*Prompt*. Your task is to write out every line of the data exactly. Drop the pictures.

*The input*.
┏━━

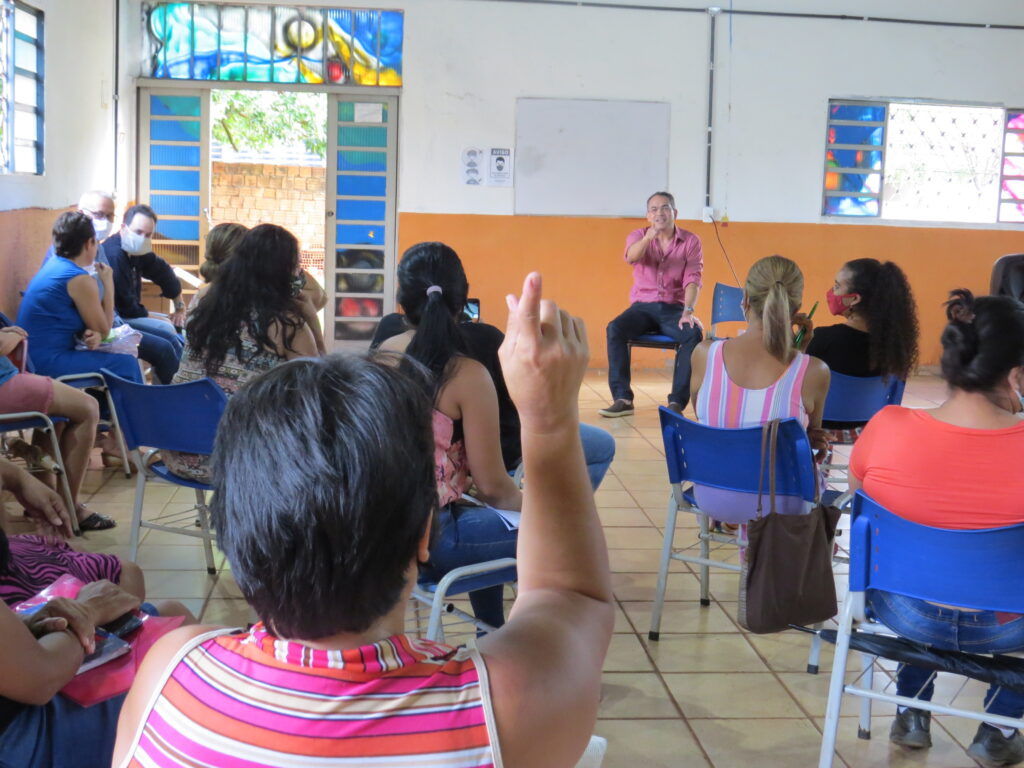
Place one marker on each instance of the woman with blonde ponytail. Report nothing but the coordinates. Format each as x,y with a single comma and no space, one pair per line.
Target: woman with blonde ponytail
760,375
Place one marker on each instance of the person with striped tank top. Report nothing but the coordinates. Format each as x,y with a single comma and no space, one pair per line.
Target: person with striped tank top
324,524
760,376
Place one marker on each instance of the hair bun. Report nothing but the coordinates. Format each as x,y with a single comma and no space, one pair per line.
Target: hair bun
960,307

┗━━

*Output of the exercise*.
Place one marker on each instance of the woman with blonde ponytail. Report nothing but the coordinates. Format each as x,y with a single comma and no space, one pair per line.
Target: woman with blonde ponytail
760,375
Place one marker on each instance of the person with striped tank top. Report nothing but the coordinates. Format each as x,y with a single comma and no space, one pair per line.
Target: person with striped tank top
324,524
760,376
Place one marker on each instance of the hair bun. Report nothing but the coordinates. Format each as x,y with a single comma and no space, one pair per line.
Target: hair bun
960,307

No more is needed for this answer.